PROBLEMS TO WORK ON:
**A)** Repeat the stretch from "The first fatal" through "sights more plausible." in the passage about Roger Ebert's review of The Last Airbender, word for word.
**B)** Carry on the passage about Roger Ebert's review of The Last Airbender, starting right after its final sentence.

TEXT PASSAGE:
::::::::::

It will be, if Roger Ebert has his way. His half-star review has just been posted and as you might guess, it’s pretty savage:
“The Last Airbender” is an agonizing experience in every category I can think of and others still waiting to be invented. The laws of chance suggest that something should have gone right. Not here. It puts a nail in the coffin of low-rent 3D, but it will need a lot more coffins than that.
The first fatal decision was to make a live-action film out of material that was born to be animé. The animation of the Nickelodeon TV series drew on the bright colors and “clear line” style of such masters as Miyazaki, and was a pleasure to observe. It’s in the very nature of animation to make absurd visual sights more plausible.
Since “Airbender” involves the human manipulation of the forces of air, earth, water and fire, there is hardly an event that can be rendered plausibly in live action. That said, its special effects are atrocious. The first time the waterbender Katara summons a globe of water, which then splashes (offscreen) on her brother Sokka, he doesn’t even get wet. Firebenders’ flames don’t seem to really burn, and so on.

::::::::::

RECORDED DATA:
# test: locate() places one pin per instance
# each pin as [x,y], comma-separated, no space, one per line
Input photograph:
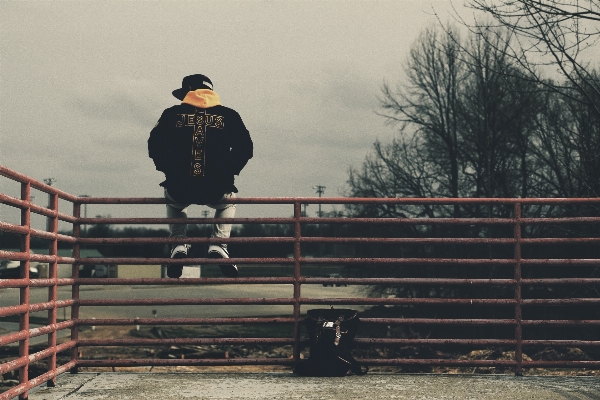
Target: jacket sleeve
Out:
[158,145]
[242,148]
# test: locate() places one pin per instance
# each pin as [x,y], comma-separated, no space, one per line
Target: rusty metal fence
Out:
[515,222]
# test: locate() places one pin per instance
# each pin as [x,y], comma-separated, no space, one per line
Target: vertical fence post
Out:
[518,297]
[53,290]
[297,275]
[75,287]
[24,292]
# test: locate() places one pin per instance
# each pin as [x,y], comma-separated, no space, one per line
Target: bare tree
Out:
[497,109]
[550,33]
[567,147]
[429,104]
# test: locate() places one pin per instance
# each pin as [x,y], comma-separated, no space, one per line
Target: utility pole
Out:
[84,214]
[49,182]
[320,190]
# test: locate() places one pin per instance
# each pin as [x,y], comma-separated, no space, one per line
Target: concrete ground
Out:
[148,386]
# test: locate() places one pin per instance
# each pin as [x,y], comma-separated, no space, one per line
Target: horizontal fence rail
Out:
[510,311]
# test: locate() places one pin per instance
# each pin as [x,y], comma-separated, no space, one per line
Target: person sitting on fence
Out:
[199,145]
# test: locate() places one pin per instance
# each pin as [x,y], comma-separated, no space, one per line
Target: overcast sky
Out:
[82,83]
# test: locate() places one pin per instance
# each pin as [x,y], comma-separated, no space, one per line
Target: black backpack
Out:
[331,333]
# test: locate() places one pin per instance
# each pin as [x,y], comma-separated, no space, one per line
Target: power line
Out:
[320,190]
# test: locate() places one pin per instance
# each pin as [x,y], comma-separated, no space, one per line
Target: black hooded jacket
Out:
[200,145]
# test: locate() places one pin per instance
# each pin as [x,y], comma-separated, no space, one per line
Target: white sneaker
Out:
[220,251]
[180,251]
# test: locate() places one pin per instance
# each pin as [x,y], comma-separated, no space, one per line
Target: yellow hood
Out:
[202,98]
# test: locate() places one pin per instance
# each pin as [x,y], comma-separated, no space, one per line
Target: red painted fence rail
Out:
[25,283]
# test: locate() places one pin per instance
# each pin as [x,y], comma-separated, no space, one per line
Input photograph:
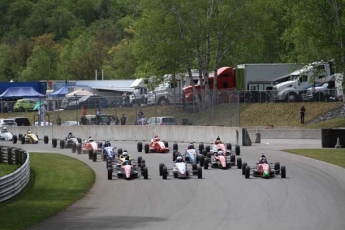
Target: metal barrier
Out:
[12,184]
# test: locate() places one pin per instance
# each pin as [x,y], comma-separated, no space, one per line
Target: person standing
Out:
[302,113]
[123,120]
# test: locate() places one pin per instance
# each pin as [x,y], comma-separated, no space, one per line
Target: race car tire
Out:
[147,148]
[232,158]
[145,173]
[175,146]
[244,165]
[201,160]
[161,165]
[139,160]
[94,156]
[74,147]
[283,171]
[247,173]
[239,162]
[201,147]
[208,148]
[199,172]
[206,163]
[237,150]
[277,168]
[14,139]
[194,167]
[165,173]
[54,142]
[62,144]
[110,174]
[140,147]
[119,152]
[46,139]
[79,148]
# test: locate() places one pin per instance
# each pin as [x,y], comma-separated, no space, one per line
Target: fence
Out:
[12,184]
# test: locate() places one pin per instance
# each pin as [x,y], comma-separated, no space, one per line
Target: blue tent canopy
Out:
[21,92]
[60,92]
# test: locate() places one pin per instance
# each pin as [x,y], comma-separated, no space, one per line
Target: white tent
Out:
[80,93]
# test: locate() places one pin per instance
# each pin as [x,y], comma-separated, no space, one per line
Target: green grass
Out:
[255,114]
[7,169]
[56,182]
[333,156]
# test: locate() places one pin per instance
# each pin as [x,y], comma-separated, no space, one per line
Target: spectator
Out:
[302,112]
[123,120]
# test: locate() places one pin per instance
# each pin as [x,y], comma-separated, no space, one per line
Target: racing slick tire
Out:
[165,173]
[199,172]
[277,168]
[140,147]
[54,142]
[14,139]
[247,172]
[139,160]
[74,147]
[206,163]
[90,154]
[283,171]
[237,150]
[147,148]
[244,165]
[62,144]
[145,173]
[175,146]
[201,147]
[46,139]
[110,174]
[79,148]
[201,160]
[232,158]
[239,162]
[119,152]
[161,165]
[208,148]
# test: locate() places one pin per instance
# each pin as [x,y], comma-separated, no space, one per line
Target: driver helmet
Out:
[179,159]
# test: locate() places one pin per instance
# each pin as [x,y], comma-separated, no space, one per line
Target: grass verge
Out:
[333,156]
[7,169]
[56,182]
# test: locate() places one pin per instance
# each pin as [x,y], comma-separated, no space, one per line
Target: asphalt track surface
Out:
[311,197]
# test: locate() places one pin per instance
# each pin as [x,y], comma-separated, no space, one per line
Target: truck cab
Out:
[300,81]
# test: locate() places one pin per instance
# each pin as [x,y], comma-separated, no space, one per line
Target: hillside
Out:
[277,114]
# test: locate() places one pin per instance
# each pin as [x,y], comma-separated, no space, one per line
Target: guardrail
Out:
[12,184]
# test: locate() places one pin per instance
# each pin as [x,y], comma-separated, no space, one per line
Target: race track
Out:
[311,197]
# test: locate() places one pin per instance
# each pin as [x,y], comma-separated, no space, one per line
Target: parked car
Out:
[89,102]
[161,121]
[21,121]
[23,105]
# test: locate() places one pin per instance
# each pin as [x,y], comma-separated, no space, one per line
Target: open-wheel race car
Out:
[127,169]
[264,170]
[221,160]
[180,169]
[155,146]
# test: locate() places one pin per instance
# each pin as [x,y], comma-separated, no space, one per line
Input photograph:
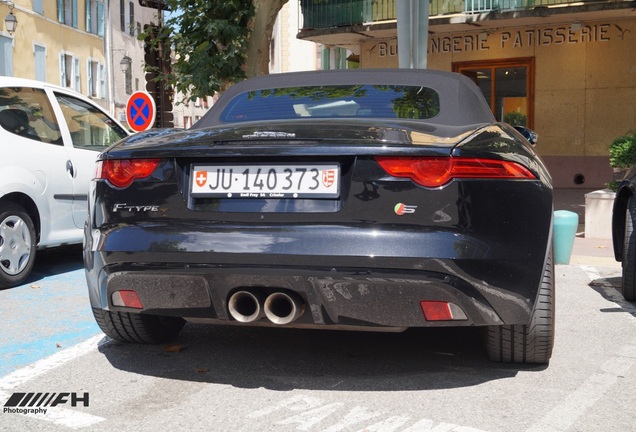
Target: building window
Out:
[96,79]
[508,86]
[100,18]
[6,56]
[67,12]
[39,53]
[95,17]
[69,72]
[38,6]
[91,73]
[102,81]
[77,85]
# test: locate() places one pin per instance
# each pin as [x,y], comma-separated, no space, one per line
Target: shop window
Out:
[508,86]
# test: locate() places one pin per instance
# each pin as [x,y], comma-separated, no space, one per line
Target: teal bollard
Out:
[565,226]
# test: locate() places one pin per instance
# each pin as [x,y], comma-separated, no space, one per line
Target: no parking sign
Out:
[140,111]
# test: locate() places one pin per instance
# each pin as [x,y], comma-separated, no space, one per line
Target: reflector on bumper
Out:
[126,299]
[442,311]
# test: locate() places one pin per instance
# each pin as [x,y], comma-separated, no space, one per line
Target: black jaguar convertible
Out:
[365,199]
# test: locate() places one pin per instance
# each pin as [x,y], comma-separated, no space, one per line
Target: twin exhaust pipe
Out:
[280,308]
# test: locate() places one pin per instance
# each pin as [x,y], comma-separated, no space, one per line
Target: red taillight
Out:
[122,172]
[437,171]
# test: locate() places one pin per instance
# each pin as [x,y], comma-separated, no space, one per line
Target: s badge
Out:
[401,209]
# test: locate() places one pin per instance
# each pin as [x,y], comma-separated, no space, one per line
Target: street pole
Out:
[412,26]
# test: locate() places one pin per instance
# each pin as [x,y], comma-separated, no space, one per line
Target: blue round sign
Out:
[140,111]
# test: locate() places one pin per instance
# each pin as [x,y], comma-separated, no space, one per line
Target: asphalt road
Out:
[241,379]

::::::::::

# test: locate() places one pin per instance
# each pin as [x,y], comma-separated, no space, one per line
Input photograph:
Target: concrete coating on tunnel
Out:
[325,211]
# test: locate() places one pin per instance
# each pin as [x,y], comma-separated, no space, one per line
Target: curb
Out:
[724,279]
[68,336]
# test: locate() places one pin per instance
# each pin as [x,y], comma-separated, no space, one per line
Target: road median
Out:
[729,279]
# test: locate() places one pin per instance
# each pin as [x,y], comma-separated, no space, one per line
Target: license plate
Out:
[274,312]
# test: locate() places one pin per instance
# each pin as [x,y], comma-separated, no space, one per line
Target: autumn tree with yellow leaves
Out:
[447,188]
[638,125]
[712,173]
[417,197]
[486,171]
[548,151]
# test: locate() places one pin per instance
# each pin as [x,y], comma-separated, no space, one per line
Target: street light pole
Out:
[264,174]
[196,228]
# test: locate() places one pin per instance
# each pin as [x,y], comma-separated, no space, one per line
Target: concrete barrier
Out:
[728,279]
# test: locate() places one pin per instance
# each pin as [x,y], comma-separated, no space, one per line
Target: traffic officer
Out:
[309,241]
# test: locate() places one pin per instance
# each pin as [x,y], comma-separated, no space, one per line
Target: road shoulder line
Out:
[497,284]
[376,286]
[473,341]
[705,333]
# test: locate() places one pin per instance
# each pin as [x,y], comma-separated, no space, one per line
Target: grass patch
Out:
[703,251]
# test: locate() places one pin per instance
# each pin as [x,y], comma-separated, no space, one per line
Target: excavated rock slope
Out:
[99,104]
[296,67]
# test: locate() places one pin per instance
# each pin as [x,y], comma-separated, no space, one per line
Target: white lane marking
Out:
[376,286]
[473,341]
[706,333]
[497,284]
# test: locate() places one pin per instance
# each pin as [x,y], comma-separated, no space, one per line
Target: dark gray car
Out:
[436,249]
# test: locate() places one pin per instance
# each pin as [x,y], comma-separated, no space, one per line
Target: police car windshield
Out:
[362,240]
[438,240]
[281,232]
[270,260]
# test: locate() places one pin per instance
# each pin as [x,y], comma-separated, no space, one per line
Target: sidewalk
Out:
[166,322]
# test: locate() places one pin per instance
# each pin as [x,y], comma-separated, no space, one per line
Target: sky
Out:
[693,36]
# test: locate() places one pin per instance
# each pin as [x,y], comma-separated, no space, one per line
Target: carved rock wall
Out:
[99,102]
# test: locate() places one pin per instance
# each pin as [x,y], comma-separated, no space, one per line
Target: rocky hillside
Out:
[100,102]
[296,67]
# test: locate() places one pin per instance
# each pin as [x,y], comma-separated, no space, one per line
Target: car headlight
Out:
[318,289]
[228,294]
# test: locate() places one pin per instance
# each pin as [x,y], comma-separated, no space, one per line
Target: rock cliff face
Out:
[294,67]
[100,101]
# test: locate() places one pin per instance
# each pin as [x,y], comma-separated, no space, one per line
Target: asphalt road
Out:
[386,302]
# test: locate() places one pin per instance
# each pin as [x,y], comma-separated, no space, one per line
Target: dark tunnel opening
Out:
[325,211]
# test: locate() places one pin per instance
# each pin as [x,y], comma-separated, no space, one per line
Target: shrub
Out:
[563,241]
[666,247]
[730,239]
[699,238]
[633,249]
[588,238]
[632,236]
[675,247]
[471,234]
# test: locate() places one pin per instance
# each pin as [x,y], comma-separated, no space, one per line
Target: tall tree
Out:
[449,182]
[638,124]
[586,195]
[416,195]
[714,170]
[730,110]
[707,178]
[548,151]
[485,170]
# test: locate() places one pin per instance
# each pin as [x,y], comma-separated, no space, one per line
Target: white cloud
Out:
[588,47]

::::::::::

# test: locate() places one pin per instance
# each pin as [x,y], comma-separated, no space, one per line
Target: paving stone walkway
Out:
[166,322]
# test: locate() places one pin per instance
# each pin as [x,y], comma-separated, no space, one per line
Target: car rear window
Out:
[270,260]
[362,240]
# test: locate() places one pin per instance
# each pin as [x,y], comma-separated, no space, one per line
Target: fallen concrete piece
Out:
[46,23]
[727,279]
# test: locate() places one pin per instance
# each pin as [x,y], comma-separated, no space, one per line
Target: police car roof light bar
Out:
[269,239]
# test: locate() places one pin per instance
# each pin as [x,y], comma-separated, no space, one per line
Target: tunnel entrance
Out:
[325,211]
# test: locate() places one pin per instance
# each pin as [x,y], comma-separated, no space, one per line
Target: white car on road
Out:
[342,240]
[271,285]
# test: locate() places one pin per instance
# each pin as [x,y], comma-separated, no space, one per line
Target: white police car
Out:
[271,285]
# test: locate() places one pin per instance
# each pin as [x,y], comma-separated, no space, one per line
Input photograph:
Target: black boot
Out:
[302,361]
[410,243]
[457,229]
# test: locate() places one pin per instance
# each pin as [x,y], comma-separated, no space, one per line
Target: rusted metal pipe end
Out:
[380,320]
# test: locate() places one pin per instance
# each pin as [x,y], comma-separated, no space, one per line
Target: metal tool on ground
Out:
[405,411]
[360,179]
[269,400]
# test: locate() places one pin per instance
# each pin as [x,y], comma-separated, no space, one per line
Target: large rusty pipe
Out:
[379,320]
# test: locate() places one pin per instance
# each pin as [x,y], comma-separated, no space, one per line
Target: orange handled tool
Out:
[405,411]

::::::::::

TASK RESPONSES:
**A)**
The first fatal decision was to make a live-action film out of material that was born to be animé. The animation of the Nickelodeon TV series drew on the bright colors and “clear line” style of such masters as Miyazaki, and was a pleasure to observe. It’s in the very nature of animation to make absurd visual sights more plausible.

**B)**
As “The Last Airbender” bores and alienates its audiences, consider the opportunities missed here. (1) This material should have become an A-list animated film. (2) It was a blunder jumping aboard the 3D bandwagon with phony 3D retro-fitted to a 2D film. (3) If it had to be live action, better special effects artists should have been found. It’s not as if films like “2012” and “Knowing” didn’t contain “real life” illusions as spectacular as anything called for in “The Last Airbender.”
I close with the hope that the title proves prophetic.
On a sidenote, it sounds like Ebert is a fan of the original cartoon, which is pretty cool.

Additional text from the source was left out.